Reading passage>
----
Then, I wonder what is mean nat/mangle action=accept?
I can understand filter rule action=accept.. But I can’t understand above action.
In mangle wiki : accept - accept the packet. Packet is not passed to next firewall rule.
nat wiki : accept the packet. Packet is not passed to next NAT rule.
Could you tell me what is mean, and when use this action?
You use this to exclude some cases from NAT without having to use negated matches that are difficult to understand.
E.g. you want to NAT everything going to ether1 but not traffic to a certain network, e.g. because you use IPsec tunnels.
(unfortunately an IPsec tunnel does not create a virtual interface, so traffic sent on an IPsec tunnel over internet is classified as “to ether1”)
In this case you first put a NAT rule with dst-address that you want to access without NAT and ACCEPT, then another
NAT rule like the default (dst interface ether1 and MASQUERADE)
In this example, yes. The traffic for the IPsec tunnel matches the ACCEPT rule so it does NOT pass to the
next line where all the other traffic matches the MASQUERADE rule and gets NATted.
----
Data lines>
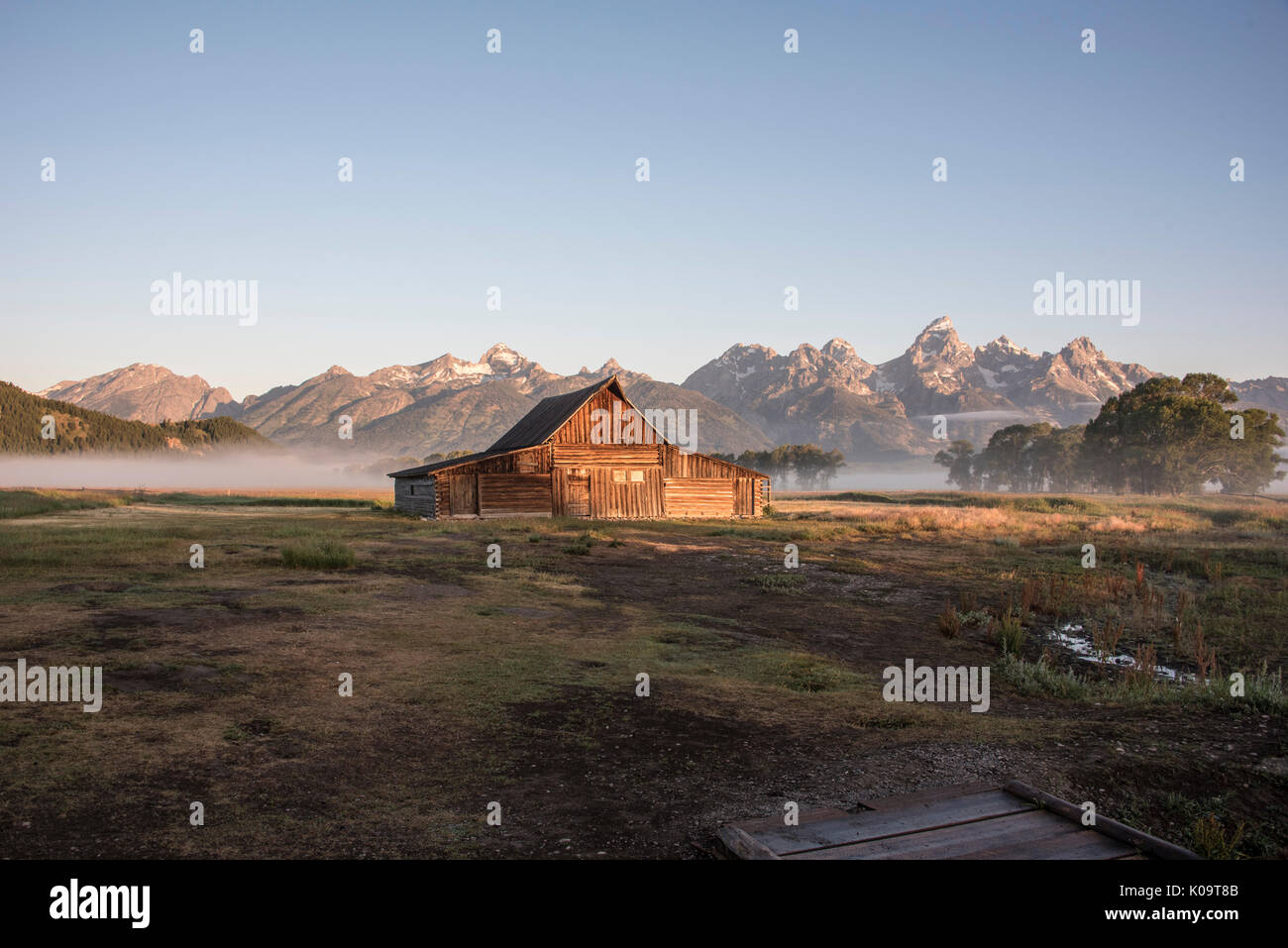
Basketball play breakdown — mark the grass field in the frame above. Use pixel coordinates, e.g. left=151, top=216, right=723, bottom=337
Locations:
----
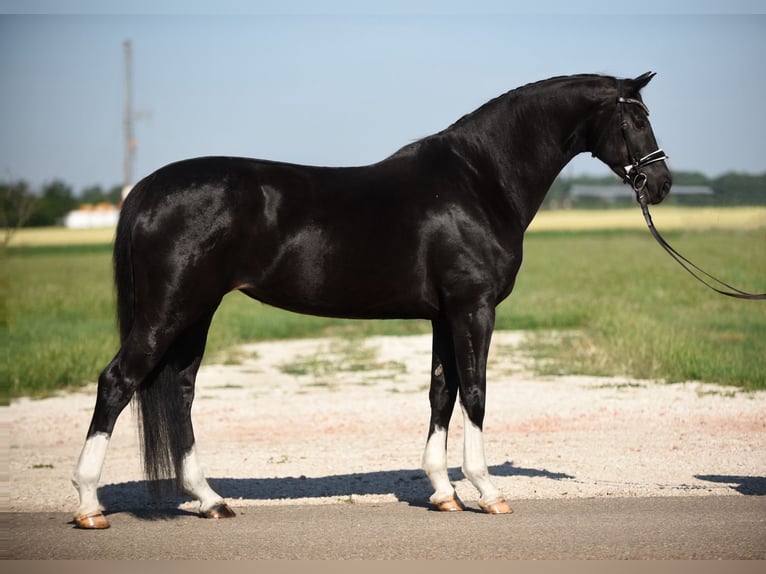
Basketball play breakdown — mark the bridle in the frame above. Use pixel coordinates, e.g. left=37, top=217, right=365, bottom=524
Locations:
----
Task requirements>
Please pick up the discussion above about the accept action in NAT and mangle rules, continuing right after its last sentence.

Exercise result>
So you could obtain the same thing by adding a “not this destination network” option to the MASQUERADE rule.
However, people find that less intuitive and it is also not possible when there are multiple destination networks that
you do not want to NAT. In that case you can have multiple ACCEPT rules where each matches one destination.
I agree that ACCEPT is not an intuitive name for “do not NAT” but it really does the same thing as in a normal filter
rule (accept the packet and stop processing) so that is why it was chosen.
(not so much a MikroTik decision, it is the way it operates in the Linux system that is used inside these routers)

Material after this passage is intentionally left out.